§ **WHAT YOU NEED TO DO**:
1 - From the composting toilet text, return the part that opens with the words containing "The separated solids" and closes with "the composting space.", copied word for word.
2 - According to the composting toilet text, by what method is the solid waste treated in preferred embodiments?

§ **PAGE TEXT**:

○ ○ ○ ○ ○ ○ ○

The separated solids are also separated and diverted away from the toilet assembly within the toilet assembly itself. According to embodiments of the present disclosure, the separated solid waste is diverted to a designated composting space where it is treated using any of the composting methods known to those skilled in the art. In preferred embodiments, the solid waste is treated by vermi-composting and conditions favourable to vermi-composting are maintained within the composting space.

According to embodiments of the present disclosure, the separated solid waste is diverted away from the toilet assembly and to an external composting space for disposal. The composting space, according to certain embodiments, is an airtight enclosure in sealing engagement with the toilet assembly through a wall opening but otherwise separated from the toilet assembly. The composting space is on the ground-level and may be configured to receive solid waste from one or more toilet assemblies. In one embodiment, the composting space is configured to receive solid waste from one toilet assembly. In other embodiments, the composting space is configured to receive solid waste from multiple toilet assemblies.

○ ○ ○ ○ ○ ○ ○

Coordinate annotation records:
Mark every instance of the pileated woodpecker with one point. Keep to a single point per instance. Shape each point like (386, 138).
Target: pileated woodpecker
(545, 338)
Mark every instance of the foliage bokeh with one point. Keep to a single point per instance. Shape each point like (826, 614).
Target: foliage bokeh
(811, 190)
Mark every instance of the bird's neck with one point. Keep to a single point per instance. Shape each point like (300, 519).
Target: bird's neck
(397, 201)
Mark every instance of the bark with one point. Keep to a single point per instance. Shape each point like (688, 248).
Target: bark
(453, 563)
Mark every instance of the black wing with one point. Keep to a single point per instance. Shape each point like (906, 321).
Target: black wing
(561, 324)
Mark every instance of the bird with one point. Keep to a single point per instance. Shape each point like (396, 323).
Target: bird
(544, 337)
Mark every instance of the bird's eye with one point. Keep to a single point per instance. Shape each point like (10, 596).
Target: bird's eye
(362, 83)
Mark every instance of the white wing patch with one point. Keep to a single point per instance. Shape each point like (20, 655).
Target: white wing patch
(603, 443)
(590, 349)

○ ○ ○ ○ ○ ○ ○

§ **THE ANSWERS**:
1 -
The separated solids are also separated and diverted away from the toilet assembly within the toilet assembly itself. According to embodiments of the present disclosure, the separated solid waste is diverted to a designated composting space where it is treated using any of the composting methods known to those skilled in the art. In preferred embodiments, the solid waste is treated by vermi-composting and conditions favourable to vermi-composting are maintained within the composting space.

2 - By vermi-composting.